Directions for this task =>
Exactly as they appear below, repeat the lines from the one with "written like (985,399)." through the one with "written like (675,40).", and no others.

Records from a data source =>
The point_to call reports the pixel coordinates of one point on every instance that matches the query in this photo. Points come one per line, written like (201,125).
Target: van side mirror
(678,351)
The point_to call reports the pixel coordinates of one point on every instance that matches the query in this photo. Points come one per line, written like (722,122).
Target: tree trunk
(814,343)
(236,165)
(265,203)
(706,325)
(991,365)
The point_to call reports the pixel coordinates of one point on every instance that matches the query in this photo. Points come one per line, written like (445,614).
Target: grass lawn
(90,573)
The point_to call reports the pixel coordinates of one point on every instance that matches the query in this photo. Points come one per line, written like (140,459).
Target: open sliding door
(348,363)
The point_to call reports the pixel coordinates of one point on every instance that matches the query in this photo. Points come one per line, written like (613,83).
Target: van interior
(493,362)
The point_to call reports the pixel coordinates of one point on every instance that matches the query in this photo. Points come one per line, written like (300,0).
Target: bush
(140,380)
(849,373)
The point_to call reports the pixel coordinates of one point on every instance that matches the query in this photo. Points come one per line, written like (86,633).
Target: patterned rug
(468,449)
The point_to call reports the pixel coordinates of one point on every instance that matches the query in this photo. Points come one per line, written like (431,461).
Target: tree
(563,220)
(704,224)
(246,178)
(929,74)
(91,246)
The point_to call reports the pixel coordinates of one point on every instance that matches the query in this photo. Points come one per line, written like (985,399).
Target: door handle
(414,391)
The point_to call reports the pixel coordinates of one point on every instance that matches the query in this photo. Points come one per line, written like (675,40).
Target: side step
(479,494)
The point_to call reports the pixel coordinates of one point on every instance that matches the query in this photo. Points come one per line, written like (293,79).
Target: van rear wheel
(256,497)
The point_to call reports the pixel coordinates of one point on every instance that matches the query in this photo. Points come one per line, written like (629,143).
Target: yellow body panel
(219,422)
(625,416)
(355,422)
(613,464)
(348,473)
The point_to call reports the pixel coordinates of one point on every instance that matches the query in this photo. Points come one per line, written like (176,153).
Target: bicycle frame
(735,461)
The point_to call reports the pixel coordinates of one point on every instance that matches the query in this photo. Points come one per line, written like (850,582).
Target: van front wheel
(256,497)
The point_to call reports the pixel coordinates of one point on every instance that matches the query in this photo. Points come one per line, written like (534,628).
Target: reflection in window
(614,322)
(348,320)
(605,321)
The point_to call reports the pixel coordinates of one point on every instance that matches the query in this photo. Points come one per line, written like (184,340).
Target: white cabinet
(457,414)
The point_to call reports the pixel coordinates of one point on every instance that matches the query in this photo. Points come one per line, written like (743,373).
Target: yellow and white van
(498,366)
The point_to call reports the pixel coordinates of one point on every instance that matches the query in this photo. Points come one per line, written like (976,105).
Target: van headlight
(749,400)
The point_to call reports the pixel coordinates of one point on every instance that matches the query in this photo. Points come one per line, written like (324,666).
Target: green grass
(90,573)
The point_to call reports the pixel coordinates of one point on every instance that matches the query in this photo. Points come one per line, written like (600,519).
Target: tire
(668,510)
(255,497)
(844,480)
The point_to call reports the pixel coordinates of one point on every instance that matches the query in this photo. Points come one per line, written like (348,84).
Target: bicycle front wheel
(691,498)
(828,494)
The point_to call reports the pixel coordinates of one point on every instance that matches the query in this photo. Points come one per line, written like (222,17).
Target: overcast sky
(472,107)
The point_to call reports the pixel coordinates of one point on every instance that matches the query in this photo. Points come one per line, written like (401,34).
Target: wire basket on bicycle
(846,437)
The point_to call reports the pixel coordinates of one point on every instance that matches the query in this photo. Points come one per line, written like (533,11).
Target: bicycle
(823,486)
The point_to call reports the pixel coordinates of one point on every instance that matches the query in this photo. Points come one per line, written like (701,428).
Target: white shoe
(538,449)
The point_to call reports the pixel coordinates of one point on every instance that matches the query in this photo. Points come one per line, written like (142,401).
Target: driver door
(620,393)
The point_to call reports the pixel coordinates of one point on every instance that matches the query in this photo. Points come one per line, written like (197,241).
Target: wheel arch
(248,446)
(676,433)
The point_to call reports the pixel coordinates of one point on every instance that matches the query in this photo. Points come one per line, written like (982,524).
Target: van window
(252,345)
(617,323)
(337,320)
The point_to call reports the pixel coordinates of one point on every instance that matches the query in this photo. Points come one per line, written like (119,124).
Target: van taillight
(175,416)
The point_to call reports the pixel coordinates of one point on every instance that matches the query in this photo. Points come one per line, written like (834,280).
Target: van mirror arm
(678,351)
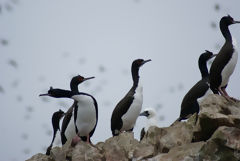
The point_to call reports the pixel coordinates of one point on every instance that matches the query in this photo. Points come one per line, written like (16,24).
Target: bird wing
(66,121)
(189,102)
(142,134)
(120,109)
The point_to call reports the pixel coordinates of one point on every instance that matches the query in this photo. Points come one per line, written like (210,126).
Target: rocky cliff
(215,137)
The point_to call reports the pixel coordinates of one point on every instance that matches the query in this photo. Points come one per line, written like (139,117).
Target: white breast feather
(70,131)
(130,117)
(86,114)
(57,140)
(151,122)
(229,68)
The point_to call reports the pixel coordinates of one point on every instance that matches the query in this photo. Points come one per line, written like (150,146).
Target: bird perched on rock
(128,109)
(190,103)
(151,115)
(56,117)
(82,116)
(225,61)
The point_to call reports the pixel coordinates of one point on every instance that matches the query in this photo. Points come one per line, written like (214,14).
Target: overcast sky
(44,43)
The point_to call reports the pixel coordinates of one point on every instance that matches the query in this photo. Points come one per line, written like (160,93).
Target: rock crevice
(215,137)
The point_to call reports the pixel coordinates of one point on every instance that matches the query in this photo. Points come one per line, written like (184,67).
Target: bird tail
(177,120)
(215,91)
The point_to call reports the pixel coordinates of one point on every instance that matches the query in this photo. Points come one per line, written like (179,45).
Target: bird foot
(230,99)
(234,99)
(75,140)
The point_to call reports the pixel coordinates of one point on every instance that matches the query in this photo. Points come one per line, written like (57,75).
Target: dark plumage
(56,117)
(127,110)
(69,126)
(225,61)
(190,104)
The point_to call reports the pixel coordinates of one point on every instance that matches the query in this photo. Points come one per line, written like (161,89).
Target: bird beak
(44,95)
(145,61)
(213,55)
(88,78)
(236,21)
(143,113)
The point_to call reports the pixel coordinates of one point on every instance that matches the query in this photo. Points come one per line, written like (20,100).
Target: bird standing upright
(127,110)
(82,117)
(151,115)
(225,61)
(190,104)
(56,117)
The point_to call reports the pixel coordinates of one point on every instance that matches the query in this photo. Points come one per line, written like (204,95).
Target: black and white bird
(85,112)
(152,120)
(56,117)
(190,104)
(68,130)
(225,61)
(125,114)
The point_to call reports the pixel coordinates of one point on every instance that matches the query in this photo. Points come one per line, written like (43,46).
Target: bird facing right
(225,61)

Expected output =>
The point_to call reports the pixel coordinates of one point on every instance that matches the query in this photo. Points come one per line, written like (985,399).
Target: door handle
(414,391)
The point_to call reports the pixel coordinates of one point on every instance that matches the query in this photo. Points come one per line, written like (675,40).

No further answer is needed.